→ **Directions**
Carry on the forum thread about how near a theremin's pitch antenna should sit to the player, beginning right after its final post.

→ **Reading passage**

Close / Far Pitch Antennas?

Posted: 5/8/2012 11:32:33 AM
dewster

From: Northern NJ, USA

Joined: 2/17/2012

Theremins seem to vary quite a bit with the nearness of the pitch antenna to the player.  On the original "music desk" variety, the antenna is set more forward and therefore located farther away from the player's hand and body.  (It is also often higher, making it look a little like the player is conducting an orchestra - which may have been the intent?)  On the EWS and other modern models the antenna is usually located more or less the same distance away from the player as the volume antenna.

Because the physical operating range of the pitch section tends to be much broader than that of the volume, the earlier models strike me as more ergonomic.  But I'm wondering what people here think about this, particularly those who own or have some experience with both styles of Theremins.

Posted: 5/8/2012 1:19:38 PM
Amethyste

From: In between the Pitch and Volume hand ~ New England

Joined: 12/17/2010

Well, I end to play and feel better on my Subscope. It's a thin theremin and feel I can get closer to the pitch antenna without having to extend my arm too far as I would have to do when I play my Wavefront, which I dislike.... I am not tall nor have long arms, so anything helps for me :)

Posted: 5/8/2012 1:25:48 PM
AlKhwarizmi

From: A Coruña, Spain

Joined: 9/26/2010

Many thereminists seem to find it more natural to play the EW theremin not straightly facing the theremin, but at a slight angle towards one side. Maybe this has something to do with what you say, dewster? If your body looks slightly rightwards while playing, the pitch antenna will be slightly farther away from your body than the volume loop.

Posted: 5/8/2012 1:55:59 PM
Amethyste

From: In between the Pitch and Volume hand ~ New England

Joined: 12/17/2010

I don't know why, but I never can find a comfortable position for the volume antenna. It's ok, i manage without pain, but it would help if the antenna position would be in a different position than what it is now. not sure if lowe or higher would be better since i never experimented other than what it is now.

(Stored items)
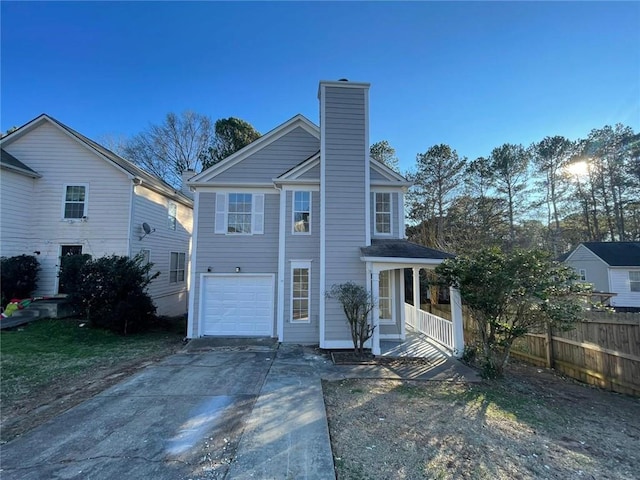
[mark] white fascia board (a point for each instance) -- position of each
(268, 138)
(389, 263)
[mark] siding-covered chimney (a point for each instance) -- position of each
(344, 191)
(186, 175)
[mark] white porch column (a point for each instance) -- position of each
(458, 323)
(416, 288)
(375, 292)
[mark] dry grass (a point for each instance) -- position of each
(532, 425)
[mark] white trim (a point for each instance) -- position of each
(85, 203)
(323, 237)
(192, 270)
(367, 169)
(375, 214)
(300, 264)
(281, 266)
(263, 141)
(293, 212)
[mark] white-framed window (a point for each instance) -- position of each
(172, 211)
(385, 296)
(75, 202)
(239, 213)
(382, 213)
(300, 292)
(634, 280)
(177, 267)
(301, 212)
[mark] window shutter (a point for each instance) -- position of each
(221, 212)
(257, 216)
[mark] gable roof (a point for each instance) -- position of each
(616, 254)
(298, 121)
(12, 163)
(127, 167)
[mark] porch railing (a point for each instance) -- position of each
(438, 328)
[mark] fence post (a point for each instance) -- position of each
(548, 343)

→ **Exercise result**
Posted: 5/8/2012 2:25:14 PM
Thomas Grillo

From: Jackson Mississippi

Joined: 8/13/2006

Hi all. Regarding the location of the pitch and volume antennas. If I had my druthers, I prefer a theremin that has the pitch antenna well above the volume antenna by a few inches at least. Very much like the RCA and WF Classic, and EW Pro Theremins. The reason for this, is the extra few inches of vertical separation between the two antennas keeps the volume hand from intruding too far into the pitch antenna's feild.

Now, as long as your pitch hand is well between the volume hand and pitch rod during playing, you'll likely not have any problems with coupling issues. However, once your pitch hand is equal to, or greater than the distance the volume hand is from the pitch rod, the volume hand becomes the prime interacting component of the pitch feild, and will be able to affect changes of pitch as it rises up into the pitch feild during crascendo.

This "little" problem is rarely encountered. It's usually noticed when doing bass playing, and theremins such as the B3s, EW Standards, and any modle in which the volume antenna is equal to the level of the base of the pitch rod will exhibit this minor issue, and there's no way round it unless you build a custom cabinet that places the pitch rod well above level of the volume antenna.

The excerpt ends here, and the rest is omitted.